Stated goal
Copy the records below word for word, keeping every line unchanged.

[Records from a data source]
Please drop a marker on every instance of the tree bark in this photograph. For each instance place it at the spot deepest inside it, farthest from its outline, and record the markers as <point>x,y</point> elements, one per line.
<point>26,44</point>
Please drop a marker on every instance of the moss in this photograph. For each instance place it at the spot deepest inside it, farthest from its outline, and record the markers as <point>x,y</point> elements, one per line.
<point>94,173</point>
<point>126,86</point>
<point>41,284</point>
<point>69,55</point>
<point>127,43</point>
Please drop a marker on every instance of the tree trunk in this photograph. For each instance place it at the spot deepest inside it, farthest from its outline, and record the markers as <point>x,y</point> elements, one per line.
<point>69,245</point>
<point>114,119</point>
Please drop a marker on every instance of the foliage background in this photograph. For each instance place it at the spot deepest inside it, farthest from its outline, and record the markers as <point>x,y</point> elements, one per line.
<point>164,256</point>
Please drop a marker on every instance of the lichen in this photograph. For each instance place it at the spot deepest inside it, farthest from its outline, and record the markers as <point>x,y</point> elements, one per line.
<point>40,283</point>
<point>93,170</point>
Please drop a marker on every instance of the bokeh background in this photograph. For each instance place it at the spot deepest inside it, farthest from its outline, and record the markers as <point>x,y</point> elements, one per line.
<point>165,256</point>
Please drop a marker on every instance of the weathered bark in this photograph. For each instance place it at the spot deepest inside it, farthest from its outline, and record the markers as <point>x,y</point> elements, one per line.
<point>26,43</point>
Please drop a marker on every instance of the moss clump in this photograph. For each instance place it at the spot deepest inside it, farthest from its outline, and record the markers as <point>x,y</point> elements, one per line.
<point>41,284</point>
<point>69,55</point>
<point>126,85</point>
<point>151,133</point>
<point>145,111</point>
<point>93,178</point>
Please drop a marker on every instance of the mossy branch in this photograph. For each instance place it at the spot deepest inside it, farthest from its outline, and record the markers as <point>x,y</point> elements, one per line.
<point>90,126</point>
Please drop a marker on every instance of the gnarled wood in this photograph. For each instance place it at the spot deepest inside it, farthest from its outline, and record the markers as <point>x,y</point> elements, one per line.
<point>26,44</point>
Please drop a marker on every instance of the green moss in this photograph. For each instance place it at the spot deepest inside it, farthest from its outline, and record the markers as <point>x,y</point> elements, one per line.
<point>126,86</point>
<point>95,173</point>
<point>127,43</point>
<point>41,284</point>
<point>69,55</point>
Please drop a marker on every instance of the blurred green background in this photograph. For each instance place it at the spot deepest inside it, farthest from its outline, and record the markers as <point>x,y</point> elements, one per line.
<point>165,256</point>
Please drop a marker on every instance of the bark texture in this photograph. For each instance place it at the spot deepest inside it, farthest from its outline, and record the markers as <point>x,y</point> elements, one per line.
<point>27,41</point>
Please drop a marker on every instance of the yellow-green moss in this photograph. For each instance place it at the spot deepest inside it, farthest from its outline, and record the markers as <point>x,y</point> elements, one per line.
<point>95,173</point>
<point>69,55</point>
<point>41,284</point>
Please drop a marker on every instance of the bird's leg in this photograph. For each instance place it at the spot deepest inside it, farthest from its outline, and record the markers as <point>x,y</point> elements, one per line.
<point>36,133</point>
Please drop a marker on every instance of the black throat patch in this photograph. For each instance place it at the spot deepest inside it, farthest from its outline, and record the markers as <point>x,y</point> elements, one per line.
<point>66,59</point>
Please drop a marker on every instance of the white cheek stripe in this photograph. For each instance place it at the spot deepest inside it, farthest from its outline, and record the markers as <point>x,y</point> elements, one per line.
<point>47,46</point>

Response below
Please drop a marker on every instance of the tree bark in this photograph. For each instance place it at the spot deepest inside it, farthest from its outline, and record the markers as <point>x,y</point> elements, one per line.
<point>26,44</point>
Please drop a marker on every instance of the moss in this photograph. For each instance place it at the spot deepest inside it, farthest from its outline, and record the markers as <point>x,y</point> elements, one per line.
<point>94,173</point>
<point>126,86</point>
<point>41,284</point>
<point>69,55</point>
<point>127,43</point>
Please drop a marker on every instance of the tree trunk in this photograph. For each instance place it at the spot deepest inside it, farthest from its outline, and record the markers as <point>x,y</point> elements, one per line.
<point>69,245</point>
<point>114,119</point>
Please drop a marker on every instance of the foliage background in this photograph. For each instance place it at the spot deepest inside it, farthest from its outline, and record the markers as <point>x,y</point> elements, one per line.
<point>164,256</point>
Please drop a marker on every instance of the lichen in this photograph. For each instance place it at the spot deepest inside it, farthest from its outline, and record the markers as <point>x,y</point> elements, one per line.
<point>40,283</point>
<point>93,170</point>
Please drop a marker on every instance of the bokeh background in this photograph. For each instance place it at the spot deepest inside it, farthest from its outline, and record the markers as <point>x,y</point> elements, one per line.
<point>165,256</point>
Please drop a marker on every instance of the weathered bark in this photograph. For each instance place it at the spot deepest inside it, farthest from its outline, and record the markers as <point>x,y</point> elements, one per line.
<point>26,43</point>
Please drop a marker on every instance of the moss clump in this photograph. For each instance place it at the spot deepest inside it, farthest from its outline, and record the markers as <point>x,y</point> elements, one per line.
<point>41,284</point>
<point>69,55</point>
<point>126,85</point>
<point>151,133</point>
<point>145,111</point>
<point>93,178</point>
Please drop a marker on every instance of the mossy branch in this photograph. For each instance place it at the spot deepest inside it, farthest from its outline, and record the markers as <point>x,y</point> elements, one per line.
<point>90,126</point>
Please drop a marker on every instance of the gnarled wood in this photograph. For each instance place it at the spot deepest inside it, farthest from its outline, and record the markers as <point>x,y</point> elements, one per line.
<point>26,44</point>
Please drop a marker on every instance of the green moss in this photograph. For each instance place it at the spot deepest inside it, farthest from its outline, and record the markers as <point>x,y</point> elements, one per line.
<point>126,86</point>
<point>95,173</point>
<point>127,43</point>
<point>41,284</point>
<point>69,55</point>
Please drop a marker on every instance of the blurred green background in this photograph. For each instance place it at the spot deepest inside it, farthest from its outline, and record the markers as <point>x,y</point> elements, one per line.
<point>165,256</point>
Please drop a marker on every instance of the bark texture in this photograph. For each instance place it at the spot deepest inside it, farthest from its outline, and record the markers as <point>x,y</point> elements, one per line.
<point>27,41</point>
Please drop a marker on every instance of the yellow-green moss in this photograph. For each instance place it at the spot deepest inside it, farthest from its outline, and record the markers as <point>x,y</point> elements, one per line.
<point>95,173</point>
<point>69,55</point>
<point>41,284</point>
Please drop a marker on every instance of the bird's leg in this photograph. For each instance place it at the spot deepest inside it, farthest from its outline, and record the markers as <point>x,y</point> elements, one per line.
<point>36,133</point>
Please drop a marker on every instance of the black throat patch in this photograph. For each instance place it at the spot deepest inside it, farthest from its outline, and record the markers as <point>x,y</point> elements, one per line.
<point>66,59</point>
Please drop a marker on every instance of the white cheek stripe in this photograph. For each instance place it at the spot deepest inside it, farthest from its outline, and record the markers as <point>x,y</point> elements, one per line.
<point>47,46</point>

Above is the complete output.